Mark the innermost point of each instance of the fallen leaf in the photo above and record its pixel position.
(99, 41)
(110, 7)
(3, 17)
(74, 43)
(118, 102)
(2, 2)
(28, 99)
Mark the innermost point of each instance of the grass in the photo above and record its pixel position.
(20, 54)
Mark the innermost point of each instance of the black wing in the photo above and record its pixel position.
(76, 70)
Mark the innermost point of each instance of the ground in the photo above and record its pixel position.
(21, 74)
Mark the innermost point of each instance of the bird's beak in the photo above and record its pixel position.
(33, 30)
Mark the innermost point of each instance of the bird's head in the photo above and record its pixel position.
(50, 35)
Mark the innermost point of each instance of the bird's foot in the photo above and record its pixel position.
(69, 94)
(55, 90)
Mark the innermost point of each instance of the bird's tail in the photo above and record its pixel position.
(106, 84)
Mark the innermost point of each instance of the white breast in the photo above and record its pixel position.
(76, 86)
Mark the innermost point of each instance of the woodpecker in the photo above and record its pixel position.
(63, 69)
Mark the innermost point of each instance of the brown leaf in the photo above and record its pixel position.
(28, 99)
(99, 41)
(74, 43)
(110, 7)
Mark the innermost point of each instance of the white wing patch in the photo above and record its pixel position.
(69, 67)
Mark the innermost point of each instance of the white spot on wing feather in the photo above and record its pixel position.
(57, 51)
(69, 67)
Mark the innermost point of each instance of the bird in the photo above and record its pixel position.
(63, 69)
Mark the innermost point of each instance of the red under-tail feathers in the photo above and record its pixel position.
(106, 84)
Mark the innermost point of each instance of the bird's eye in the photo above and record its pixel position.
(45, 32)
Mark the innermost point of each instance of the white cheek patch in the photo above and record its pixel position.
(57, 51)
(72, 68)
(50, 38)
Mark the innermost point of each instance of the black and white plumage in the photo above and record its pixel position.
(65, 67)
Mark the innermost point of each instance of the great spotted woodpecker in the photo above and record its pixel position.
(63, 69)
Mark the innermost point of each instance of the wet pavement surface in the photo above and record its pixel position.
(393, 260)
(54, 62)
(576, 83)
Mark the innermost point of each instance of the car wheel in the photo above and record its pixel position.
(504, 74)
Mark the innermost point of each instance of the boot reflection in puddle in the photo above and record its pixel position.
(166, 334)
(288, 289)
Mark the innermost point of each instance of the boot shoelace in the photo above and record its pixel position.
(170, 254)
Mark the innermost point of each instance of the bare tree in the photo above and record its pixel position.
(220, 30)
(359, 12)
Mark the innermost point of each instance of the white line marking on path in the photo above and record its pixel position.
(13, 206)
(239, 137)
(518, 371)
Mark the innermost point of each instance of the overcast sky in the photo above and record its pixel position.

----

### Required task:
Please write out every one of the lines above word for word, without changing anything.

### Worked answer:
Mark the innermost point of each instance of the fallen leaf in the photo above and record its pixel position.
(99, 41)
(110, 7)
(3, 17)
(74, 43)
(118, 102)
(2, 2)
(28, 99)
Mark the innermost point of each instance of the grass in the photo above and record its pixel position.
(20, 54)
Mark the innermost point of each instance of the black wing in the photo above and record its pixel position.
(76, 70)
Mark the innermost point of each instance of the ground in the photo above and record its pixel position.
(21, 74)
Mark the innermost point of each instance of the bird's beak in the photo above and record its pixel position.
(33, 30)
Mark the innermost point of each instance of the bird's head in the photo above and record its pixel position.
(50, 35)
Mark the innermost point of each instance of the bird's foot in the photo above and record its pixel position.
(69, 94)
(55, 90)
Mark the innermost point of each instance of the bird's tail in the photo above and record its pixel position.
(106, 84)
Mark the innermost point of each instance of the white breast in the photo above and record its pixel position.
(76, 86)
Mark the innermost point of each instance of the woodpecker in the photo above and record its pixel position.
(63, 69)
Mark the innermost point of each instance of the brown leaf in the photo above and record its pixel position.
(28, 99)
(99, 41)
(74, 43)
(110, 7)
Mark the innermost point of each instance of the white wing patch in the photo above and record its pixel position.
(69, 67)
Mark the innermost point of each instance of the white spot on wing feather in the photo above and record its pixel position.
(57, 51)
(69, 67)
Mark the innermost point of each instance of the bird in the photo above and record its pixel position.
(63, 69)
Mark the innermost point of each instance of the red under-tail feathers in the photo above and record its pixel position.
(106, 84)
Mark the innermost point of each instance of the bird's eye in the photo above and record its pixel position.
(45, 32)
Mark the innermost point of each instance of the white cheek patch in the photo above and record its pixel position.
(57, 51)
(72, 68)
(50, 38)
Mark the innermost point of each instance of the black and white plumage in the photo above and record its pixel position.
(65, 67)
Mark the innermost point of each instance of the great spotted woodpecker in the photo above and record its pixel position.
(63, 69)
Mark the innermost point of each instance of the wet pavement surface in the photo above and record its pixel position.
(393, 260)
(54, 62)
(576, 83)
Mark the innermost point of each instance of the car wheel in the photo above and record its pixel position.
(504, 74)
Mark the innermost point of each instance of the boot reflection in puddle in the photo above and record its pixel position.
(166, 334)
(288, 289)
Mark the innermost point of each instance of the boot shoelace in the photo above and record its pixel position.
(170, 254)
Mark the innermost point of each instance of the bare tree in the photo above and record its pixel position.
(220, 30)
(359, 12)
Mark the innermost point of each instance of the white line marking on path in the photo above and record its pixel position.
(13, 206)
(239, 137)
(518, 371)
Mark the innermost point of each instance of the overcast sky in the photo above and record its pixel position.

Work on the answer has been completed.